**Your task**:
Your result should be every line of the records below that contains the word "belt".

**Source data**:
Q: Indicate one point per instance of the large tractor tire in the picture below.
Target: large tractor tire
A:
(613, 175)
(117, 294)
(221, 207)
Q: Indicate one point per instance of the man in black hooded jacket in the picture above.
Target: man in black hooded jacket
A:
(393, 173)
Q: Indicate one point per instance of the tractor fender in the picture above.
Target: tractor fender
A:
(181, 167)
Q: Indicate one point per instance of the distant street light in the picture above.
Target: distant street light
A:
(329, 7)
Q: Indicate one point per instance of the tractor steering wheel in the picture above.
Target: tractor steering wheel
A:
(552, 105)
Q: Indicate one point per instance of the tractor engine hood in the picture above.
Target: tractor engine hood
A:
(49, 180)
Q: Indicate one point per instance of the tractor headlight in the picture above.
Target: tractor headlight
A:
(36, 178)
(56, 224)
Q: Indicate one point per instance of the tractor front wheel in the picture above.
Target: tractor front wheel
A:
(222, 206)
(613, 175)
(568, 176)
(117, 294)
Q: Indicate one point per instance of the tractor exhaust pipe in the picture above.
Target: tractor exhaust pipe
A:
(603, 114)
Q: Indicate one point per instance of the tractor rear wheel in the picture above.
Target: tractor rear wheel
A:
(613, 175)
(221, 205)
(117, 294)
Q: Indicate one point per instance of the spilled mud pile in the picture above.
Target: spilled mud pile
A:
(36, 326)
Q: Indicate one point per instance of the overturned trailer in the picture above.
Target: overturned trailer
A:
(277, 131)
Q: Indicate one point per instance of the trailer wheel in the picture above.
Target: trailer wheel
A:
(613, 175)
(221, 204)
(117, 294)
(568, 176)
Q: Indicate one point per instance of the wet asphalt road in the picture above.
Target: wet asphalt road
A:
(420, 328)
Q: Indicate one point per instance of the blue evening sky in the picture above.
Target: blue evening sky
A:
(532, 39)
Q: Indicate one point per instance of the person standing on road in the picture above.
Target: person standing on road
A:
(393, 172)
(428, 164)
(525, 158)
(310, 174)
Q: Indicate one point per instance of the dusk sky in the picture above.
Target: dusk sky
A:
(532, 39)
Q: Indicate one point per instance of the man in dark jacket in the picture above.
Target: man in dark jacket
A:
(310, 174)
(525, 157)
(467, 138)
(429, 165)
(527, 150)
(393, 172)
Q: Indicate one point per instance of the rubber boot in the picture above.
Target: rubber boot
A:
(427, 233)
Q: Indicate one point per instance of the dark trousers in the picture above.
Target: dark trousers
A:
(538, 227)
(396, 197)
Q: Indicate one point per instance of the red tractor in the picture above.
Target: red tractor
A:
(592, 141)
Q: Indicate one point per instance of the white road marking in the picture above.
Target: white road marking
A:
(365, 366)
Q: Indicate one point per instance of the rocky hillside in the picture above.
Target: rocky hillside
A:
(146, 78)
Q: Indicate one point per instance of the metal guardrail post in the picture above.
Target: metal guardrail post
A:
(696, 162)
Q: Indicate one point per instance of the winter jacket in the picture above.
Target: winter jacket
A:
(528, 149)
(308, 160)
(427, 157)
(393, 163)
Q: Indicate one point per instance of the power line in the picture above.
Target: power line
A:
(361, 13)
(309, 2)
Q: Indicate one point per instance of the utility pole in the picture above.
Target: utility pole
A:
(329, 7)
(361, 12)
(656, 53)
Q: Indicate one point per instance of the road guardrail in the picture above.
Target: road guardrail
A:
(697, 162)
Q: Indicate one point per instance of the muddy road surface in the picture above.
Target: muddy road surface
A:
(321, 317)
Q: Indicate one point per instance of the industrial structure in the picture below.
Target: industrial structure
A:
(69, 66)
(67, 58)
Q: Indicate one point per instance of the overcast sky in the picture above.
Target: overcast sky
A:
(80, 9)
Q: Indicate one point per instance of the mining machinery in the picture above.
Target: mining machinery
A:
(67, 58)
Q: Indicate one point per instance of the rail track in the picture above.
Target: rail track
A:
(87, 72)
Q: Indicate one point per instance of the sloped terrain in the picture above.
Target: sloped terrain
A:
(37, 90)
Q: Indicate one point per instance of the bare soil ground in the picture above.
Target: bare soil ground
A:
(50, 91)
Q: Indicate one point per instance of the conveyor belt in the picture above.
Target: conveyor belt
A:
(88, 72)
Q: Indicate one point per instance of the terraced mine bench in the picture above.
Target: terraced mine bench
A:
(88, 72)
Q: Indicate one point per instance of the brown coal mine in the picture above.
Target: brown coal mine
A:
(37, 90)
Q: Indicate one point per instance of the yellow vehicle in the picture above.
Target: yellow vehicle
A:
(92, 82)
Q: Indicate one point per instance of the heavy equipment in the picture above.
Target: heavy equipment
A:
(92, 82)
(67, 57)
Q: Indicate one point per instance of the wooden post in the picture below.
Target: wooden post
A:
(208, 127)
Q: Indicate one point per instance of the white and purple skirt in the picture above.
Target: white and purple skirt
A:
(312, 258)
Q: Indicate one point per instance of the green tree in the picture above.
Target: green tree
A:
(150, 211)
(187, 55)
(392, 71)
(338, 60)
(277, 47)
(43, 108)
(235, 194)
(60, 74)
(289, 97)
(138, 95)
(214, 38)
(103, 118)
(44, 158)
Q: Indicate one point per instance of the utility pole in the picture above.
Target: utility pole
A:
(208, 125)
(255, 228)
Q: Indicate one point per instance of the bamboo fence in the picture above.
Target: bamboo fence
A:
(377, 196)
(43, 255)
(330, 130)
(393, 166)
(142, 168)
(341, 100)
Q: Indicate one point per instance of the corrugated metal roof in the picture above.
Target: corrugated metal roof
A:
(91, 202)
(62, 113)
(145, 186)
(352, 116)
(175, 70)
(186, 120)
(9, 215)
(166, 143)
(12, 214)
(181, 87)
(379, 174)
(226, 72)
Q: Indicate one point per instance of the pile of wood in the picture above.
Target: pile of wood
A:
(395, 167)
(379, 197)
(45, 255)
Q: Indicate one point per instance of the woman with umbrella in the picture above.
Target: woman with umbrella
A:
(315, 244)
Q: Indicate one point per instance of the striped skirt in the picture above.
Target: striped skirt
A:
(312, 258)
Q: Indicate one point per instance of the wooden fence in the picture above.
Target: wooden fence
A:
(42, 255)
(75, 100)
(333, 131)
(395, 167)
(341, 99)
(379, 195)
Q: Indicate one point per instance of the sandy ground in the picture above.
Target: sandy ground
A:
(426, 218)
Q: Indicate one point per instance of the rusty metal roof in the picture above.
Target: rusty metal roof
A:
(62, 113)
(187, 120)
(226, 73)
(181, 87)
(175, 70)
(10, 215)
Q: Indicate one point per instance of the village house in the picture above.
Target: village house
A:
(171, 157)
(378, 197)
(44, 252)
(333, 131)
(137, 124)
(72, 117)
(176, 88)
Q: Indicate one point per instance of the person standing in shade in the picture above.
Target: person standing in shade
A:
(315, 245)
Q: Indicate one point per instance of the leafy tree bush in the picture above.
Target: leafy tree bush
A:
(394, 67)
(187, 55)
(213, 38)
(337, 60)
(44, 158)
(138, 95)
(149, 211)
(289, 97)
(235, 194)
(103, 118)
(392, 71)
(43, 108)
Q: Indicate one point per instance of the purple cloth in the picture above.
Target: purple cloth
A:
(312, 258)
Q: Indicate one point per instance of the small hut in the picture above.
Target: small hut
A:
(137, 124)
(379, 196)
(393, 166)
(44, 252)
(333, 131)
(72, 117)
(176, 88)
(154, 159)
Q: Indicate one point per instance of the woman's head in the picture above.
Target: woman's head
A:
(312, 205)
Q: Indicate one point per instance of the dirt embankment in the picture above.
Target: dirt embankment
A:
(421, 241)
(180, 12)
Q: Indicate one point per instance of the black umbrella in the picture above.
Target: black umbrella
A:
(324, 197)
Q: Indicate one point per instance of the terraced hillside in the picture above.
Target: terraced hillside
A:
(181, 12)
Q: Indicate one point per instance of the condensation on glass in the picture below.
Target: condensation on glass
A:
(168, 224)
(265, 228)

**Written answer**:
Q: Indicate one point per instance of the conveyor belt in the picture above.
Target: conveyor belt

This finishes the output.